**Extrait fourni**
--

Le problème est que, tant qu’ils sont considérés comme de l’art, il n’y a pas de différence entre le cru et le stylisé. Ce n’est que comme Marchandise (14) qu’ils peuvent se mesurer au Pouvoir... Ah ! l’artiste comme bouc émissaire, martyr, prêtre, saint ou ermite, l’artiste comme centre d’énergie ! Voilà le point de départ. Voilà le but. “Boltanski”, a-t-on dit, “a réussi à exprimer aujourd'hui l’idée de ‘centre d’énergie’ en utilisant des photos, des photos de victimes réelles”. Ah ! exprimer, exprimer, exprimer ! Etre un centre d’énergie, voilà ce qui paraît un but ! Mais comment peut-on se représenter un artiste ou un écrivain comme un centre d’énergie ? Quelqu’un qui fait de petites œuvres d’art ou écrit de petits textes ? Que chaque Napoléon potentiel fasse rigoureusement ses devoirs ! Les autres peuvent aller jouer ! (J’ai envie d’aller nager avec un tuba, mais je ne sais pas comment m’y prendre.)


III

“Et les œuvres ?” demanda l’amateur d’art. “Pourquoi n’écrivez-vous jamais rien sur les œuvres ? Avez-vous seulement un sentiment plastique ?” “Pour les œuvres”, répondit le parvenu-écrivailleur, “vous devez vous adresser à l’artiste. Moi, je ne vends que des textes.”


Montagne de Miel, 25 juillet 1991


Traduit par Michel Kolenberg


(1) Ici les malins ne peuvent aider, seul peut aider le con, et seulement le con.

(2) Ceci n’est pas une citation. Le temps des citations est révolu. Nous essayons autant que possible de nous limiter à la copie de textes existants, en guise d'exercice pour le Grand Silence.

(3) Comme les a nommés un jour Mémé Dubois.

(4) Nous pensons naturellement au Grand verre de Duchamp et au Balcon de Manet et de Magritte. Les vitraux sont nés avant tout du désir de faire des œuvres transparentes, la référence étant par conséquent un élément - bien que conscient - secondaire. Cela vaut également pour le balcon représenté, qui - pour la signification de l’œuvre - aurait pu être n’importe quel balcon. (Les portes et les fenêtres moulées sont celles de l'atelier de l'artiste.)

(5) En 1988 Koen Theys réalise pour la revue NOUS un collage montrant un espace fictif dont les parois sont constituées de photos représentant une foule. Plus tard il réalise des vitraux sablés montrant les perspectives d’un intérieur de musée, d’une porte et d’un balcon. La transparence de ces œuvres et la possibilité de les contourner intègrent en quelque sorte le spectateur à l’œuvre d’art (en apparence absente) : l’événement artistique comme glissement dénué de centre. Les autoportraits négatifs en bronze accentuent également l’absence d’un sujet prédominant. Les dernières œuvres - le portemanteau et la vitrine aux mains - sont une première tentative - par-delà une mythologie nouvelle - de donner forme à ce que l’on a nommé, à défaut de meilleur terme, un ‘“centre d’énergie”. Fuck you ! disent les mains au majeur dressé. Leur impertinence est toutefois déjà récupérée : ce sont des accessoires de portemanteau (qui, sans doute, renvoient au portemanteau que l'artiste fit avec les pattes de chien).

--

**Données fournies**

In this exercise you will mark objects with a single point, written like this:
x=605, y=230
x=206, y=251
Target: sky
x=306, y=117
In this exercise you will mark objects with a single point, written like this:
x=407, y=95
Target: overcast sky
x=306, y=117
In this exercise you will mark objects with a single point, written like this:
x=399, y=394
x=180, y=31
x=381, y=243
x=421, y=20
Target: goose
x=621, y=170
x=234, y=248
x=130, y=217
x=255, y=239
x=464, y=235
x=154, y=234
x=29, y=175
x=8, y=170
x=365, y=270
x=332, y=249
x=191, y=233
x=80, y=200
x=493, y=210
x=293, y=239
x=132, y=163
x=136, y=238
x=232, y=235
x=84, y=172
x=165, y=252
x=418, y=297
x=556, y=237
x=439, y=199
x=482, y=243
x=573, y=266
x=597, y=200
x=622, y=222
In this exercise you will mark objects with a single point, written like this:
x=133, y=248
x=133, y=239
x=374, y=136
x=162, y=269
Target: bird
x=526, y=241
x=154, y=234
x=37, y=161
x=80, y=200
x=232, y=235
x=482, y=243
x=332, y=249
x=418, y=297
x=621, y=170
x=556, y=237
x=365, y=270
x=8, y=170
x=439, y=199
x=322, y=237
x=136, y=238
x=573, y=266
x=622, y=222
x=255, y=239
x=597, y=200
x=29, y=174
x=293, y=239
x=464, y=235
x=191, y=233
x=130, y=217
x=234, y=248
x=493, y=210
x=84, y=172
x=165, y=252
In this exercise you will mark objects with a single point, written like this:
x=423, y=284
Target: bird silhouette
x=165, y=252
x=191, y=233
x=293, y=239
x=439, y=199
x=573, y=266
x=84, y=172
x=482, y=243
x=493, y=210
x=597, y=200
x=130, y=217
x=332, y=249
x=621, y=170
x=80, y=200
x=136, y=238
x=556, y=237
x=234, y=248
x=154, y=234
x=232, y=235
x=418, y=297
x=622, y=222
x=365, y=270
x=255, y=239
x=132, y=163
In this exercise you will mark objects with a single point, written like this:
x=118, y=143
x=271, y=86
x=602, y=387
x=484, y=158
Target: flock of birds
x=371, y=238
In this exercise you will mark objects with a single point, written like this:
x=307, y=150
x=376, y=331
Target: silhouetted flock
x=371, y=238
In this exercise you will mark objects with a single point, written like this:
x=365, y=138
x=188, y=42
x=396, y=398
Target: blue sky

--

**Exercice écrit 1**
Recopiez fidèlement le passage de l'extrait fourni qui commence à « Montagne de Miel, 25 » et se termine à « le Grand Silence. ».
**Exercice écrit 2**
Filtrez les enregistrements en ne gardant que les lignes qui contiennent la chaîne « Target », en tenant compte de la casse.

**Réponse 1**
Montagne de Miel, 25 juillet 1991


Traduit par Michel Kolenberg


(1) Ici les malins ne peuvent aider, seul peut aider le con, et seulement le con.

(2) Ceci n’est pas une citation. Le temps des citations est révolu. Nous essayons autant que possible de nous limiter à la copie de textes existants, en guise d'exercice pour le Grand Silence.

**Réponse 2**
Target: sky
Target: overcast sky
Target: goose
Target: bird
Target: bird silhouette
Target: flock of birds
Target: silhouetted flock
Target: blue sky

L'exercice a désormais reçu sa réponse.